## SET PROBLEM
Reproduce the data below word for word, beginning with its first line and stopping after the line that contains "POLYGON ((158 293, 143", with both of those lines included.

## EXTRACTED RECORDS
__________

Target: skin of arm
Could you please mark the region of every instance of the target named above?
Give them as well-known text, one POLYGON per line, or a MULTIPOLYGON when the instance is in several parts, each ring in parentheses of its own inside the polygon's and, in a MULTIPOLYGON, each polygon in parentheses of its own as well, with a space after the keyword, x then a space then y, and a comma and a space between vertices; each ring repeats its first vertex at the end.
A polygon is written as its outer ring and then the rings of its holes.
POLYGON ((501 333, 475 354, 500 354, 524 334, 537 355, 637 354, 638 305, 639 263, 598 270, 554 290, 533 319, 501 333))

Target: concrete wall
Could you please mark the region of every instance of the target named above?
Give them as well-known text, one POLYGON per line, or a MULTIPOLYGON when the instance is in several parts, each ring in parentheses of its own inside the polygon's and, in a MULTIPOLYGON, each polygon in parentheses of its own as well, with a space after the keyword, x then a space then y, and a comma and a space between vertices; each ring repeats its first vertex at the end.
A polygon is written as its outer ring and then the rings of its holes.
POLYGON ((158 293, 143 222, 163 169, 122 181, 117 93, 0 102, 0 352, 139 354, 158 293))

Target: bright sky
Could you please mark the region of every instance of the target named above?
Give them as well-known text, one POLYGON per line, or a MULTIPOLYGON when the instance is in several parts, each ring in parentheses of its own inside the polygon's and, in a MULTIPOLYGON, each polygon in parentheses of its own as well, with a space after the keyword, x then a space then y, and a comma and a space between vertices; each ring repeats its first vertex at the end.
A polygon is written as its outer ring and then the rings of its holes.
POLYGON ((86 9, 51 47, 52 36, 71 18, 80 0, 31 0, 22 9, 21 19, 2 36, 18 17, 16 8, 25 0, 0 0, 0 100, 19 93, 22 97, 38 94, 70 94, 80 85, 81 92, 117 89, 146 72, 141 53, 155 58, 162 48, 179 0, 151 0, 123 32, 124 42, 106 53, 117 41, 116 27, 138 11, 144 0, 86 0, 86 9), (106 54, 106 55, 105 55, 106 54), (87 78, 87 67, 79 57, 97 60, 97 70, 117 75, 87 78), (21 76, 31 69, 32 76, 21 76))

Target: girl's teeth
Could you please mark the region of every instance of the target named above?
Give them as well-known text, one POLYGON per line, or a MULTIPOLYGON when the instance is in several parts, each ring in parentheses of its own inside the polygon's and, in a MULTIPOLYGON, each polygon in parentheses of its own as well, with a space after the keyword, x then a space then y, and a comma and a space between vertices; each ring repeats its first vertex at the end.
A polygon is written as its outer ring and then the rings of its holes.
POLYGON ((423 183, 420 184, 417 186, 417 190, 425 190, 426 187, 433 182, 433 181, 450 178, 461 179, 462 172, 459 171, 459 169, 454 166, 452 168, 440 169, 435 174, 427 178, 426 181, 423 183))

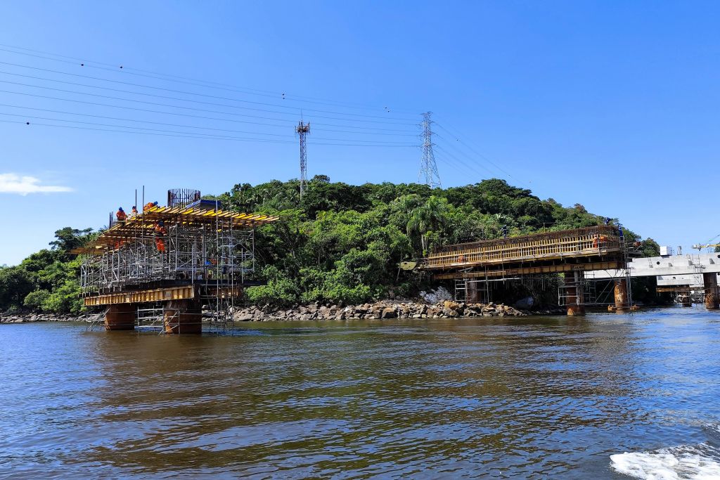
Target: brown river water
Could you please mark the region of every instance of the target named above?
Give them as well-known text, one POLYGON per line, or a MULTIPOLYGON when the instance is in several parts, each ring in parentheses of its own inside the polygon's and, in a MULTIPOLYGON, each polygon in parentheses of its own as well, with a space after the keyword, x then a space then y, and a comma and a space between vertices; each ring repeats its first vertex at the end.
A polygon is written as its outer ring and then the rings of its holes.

__________

## CORRECT ANSWER
Target: skin of arm
Could you please mark the region of every instance of the target named above?
Give them as well-known text, one POLYGON per line, or a MULTIPOLYGON when the instance is in several parts, each ring in parentheses of its own inside the polygon's and, in a MULTIPOLYGON, each polygon in parentheses of its own as well, with a space after the keyword, x then a space then y, and a comma and a space between vertices; each ring repeats its first vertex at the end.
A polygon is written as its outer ring and then the rings of its holes.
POLYGON ((501 333, 475 354, 500 354, 524 334, 537 355, 637 354, 638 305, 639 263, 598 270, 554 290, 533 319, 501 333))

Target: concrete wall
Could you please mark the region of every instance of the target named above?
Give them as well-known text, one POLYGON per line, or a MULTIPOLYGON when the instance is in several parts, each ring in parentheses of its own inside the polygon's and, in a MULTIPOLYGON, each polygon in parentheses of its own as well, with a space after the keyword, x then a space then y, and a comma and a space between vertices; each ring repeats its first vertex at the end.
A polygon is written as its outer ring and then the rings of its holes.
POLYGON ((158 293, 143 222, 163 169, 122 181, 117 93, 0 102, 0 352, 139 354, 158 293))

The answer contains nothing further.